# EXERCISE REQUIREMENTS:
**A.** Copy the recap of Iowa's win over Ball State word for word from "Ball State wasn't" to "your main takeaway.".
**B.** Continue the recap of Iowa's win over Ball State from the point where it stops.

# PASSAGE:
Sure, Iowa just eked out a victory over visiting Ball State, 17-13. But how much do we really know? What was really important about beating the Cardinals? What does it all mean, Basil? The Takeaway has the answer.

This is where we did the winning!
This is where we did the winning!
Matthew Holst

The little things. This is a well-worn refrain from Mr. Vint, but I can't think of a game in the last five years that laid it so plainly clear: Kirk Ferentz's conservative, field-position-heavy coaching on both sides of the ball turns Iowa football games into competitions of details—and Iowa has stopped performing those little things better than its opponents.

Well, except on defense, anyway. More on that in a second.

An unforced error—Jonathan Parker's horrific fumble on a jet sweep thing—led to Ball State's only touchdown of the afternoon. An unforced error—Jonathan Parker's less-horrific-but-still-inopportune fumble on a kickoff return—led to Ball State's second field goal of the day, which put the Cardinals up by 10 midway through the third quarter. Iowa missed three field goals—none of which were even 40 yards long.

Ball State wasn't mistake-free, of course; its only turnover didn't come until its final play from scrimmage, but it was literally a game-killer. The Cardinals missed a field goal of their own too. But if you add up the points left off the board or given out off turnovers, Ball State was +16 on the day—a tough gap for any team to overcome.

If Iowa goes -16 against anyone on its Big Ten schedule, it's almost certainly going to lose. The talent disparity won't be there to bail Iowa out against its peers in recruiting, and even bottom-feeders like Illinois, Purdue and Indiana have quarterbacks who are capable of punishing a still-green Iowa back seven better than Ozzie Effin' Football did.

Or, to put it all more bluntly: that kind of game won't beat anybody in the Big Ten. Either Iowa gets better or Iowa goes 0-8. That's your main takeaway.

About Rudock. A career high in yards (322, his first career game over the 300 mark) is good. Throwing 52 passes and zero picks is good. A game-winning comeback is, obviously, really good. So let's be clear that we're not talking about Vandenbergian meltdown here, and if those little things mentioned above (almost wholly out of Rudock's control) had been taken care of, it would have been a drastically less stressful game for Rudock and everyone else involved. On the "HE LOST US THE DANG GAME" culpability list, Rudock was never going to be #1.

However.

Jake Rudock's day still wasn't very good. Going into the fourth quarter, his numbers were 18/27 for 188 yards and no touchdowns. Even after the comeback, his QB rating on the day was a pedestrian 128.2, the result of a low TD percentage and a stubborn unwillingness to throw downfield. His QB efficiency rating ranks 60th on the year (and eighth among qualified Big Ten QBs), which is rather frightening for someone who hasn't thrown an interception in 93 attempts. And that's after facing an FCS and MAC team. It's nothing but BCS-conference (even if by technicality only) opponents from here on out.

And yet, Rudock did engineer the drives that won Iowa the game. He, not Brandon Scherff, was the most important player on the field in that fourth quarter and he made it happen. Not coincidentally, that's also when Rudock started throwing downfield with any regularity, because the situation demanded it. That situational awareness is what separates Rudock from the obvious bench fodder of the B1G in the past few years (Andrew Maxwell, looking at you on this one) but it also hinges on one key presupposition with which I—and C.J. Beathard—vehemently disagree: the first three quarters are not when to attack the secondary with any urgency.

# DATASET CONTENT:
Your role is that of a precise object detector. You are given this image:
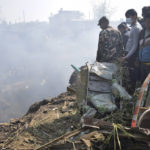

# OUTPUTS IN ORDER:
**A.**
Ball State wasn't mistake-free, of course; its only turnover didn't come until its final play from scrimmage, but it was literally a game-killer. The Cardinals missed a field goal of their own too. But if you add up the points left off the board or given out off turnovers, Ball State was +16 on the day—a tough gap for any team to overcome.

If Iowa goes -16 against anyone on its Big Ten schedule, it's almost certainly going to lose. The talent disparity won't be there to bail Iowa out against its peers in recruiting, and even bottom-feeders like Illinois, Purdue and Indiana have quarterbacks who are capable of punishing a still-green Iowa back seven better than Ozzie Effin' Football did.

Or, to put it all more bluntly: that kind of game won't beat anybody in the Big Ten. Either Iowa gets better or Iowa goes 0-8. That's your main takeaway.

**B.**
Much has been and will be made of Beathard's gorgeous 3rd down deep ball that Damond Powell couldn't pull in successfully for a touchdown, but Beathard's previous pass of the drive was just as notable. On it, Beathard threw a fast pass to Ray Hamilton, who had broken into an opening in the middle of the field and rumbled for 13 yards. It was the type of throw Rudock would never make, because Rudock's read is never to Hamilton that quickly, and it's also what made us in the stands notice that hey wait, that's not Rudock in the game at all.

It shouldn't warrant mention, much less repetition, but here we are: you cannot be a successful pass-thrower in the Big Ten if you're afraid to test opposing secondaries. At some point you've got to make the defenders make the play, and wouldn't you know it: Rudock was successful when he put the onus on Ball State, who was not nearly talented enough to shut Iowa down. Rudock's stats on the final three drives—13/21, 119 yards, 2 TDs, QB rating of 140.9—are more than enough for Iowa to be a winning team in 2014. He's got to play like that the whole game, though. Did he earn the confidence from both himself and the coaching staff to do just that?

And the defense. It's probably not fair to relegate the defensive performance to third billing in this recap, because if the D has even a pedestrian performance there is no comeback. After Iowa punted the ball away down 10 points with 7:17 left, some stupid idiot posted this on Twitter:

And to be clear: if Ball State had gained even one first down, the game was—barring weird stuff—over.

Ball State did not earn another first down.

Iowa forced two three-and-outs on Ball State's next two possessions, allowing less than two minutes to come off the clock (and wisely* spending all three timeouts in the process). Allowing one first down would have let Ball State take more than two minutes more off the clock. Iowa's go-ahead touchdown came with just 1:00 left. You can probably do the math from there and figure out exactly how precarious Iowa's position was when that last Dillon Kidd punt went boom.

So yes, those two three-and-outs were heroic efforts by a defensive line that put up its second dominant performance in as many weeks, to say nothing of Drew Ott sealing the game on Ball State's last gasp by sacking Mann and forcing the clinching fumble in the process. Ross already posted the stats. They were superlative.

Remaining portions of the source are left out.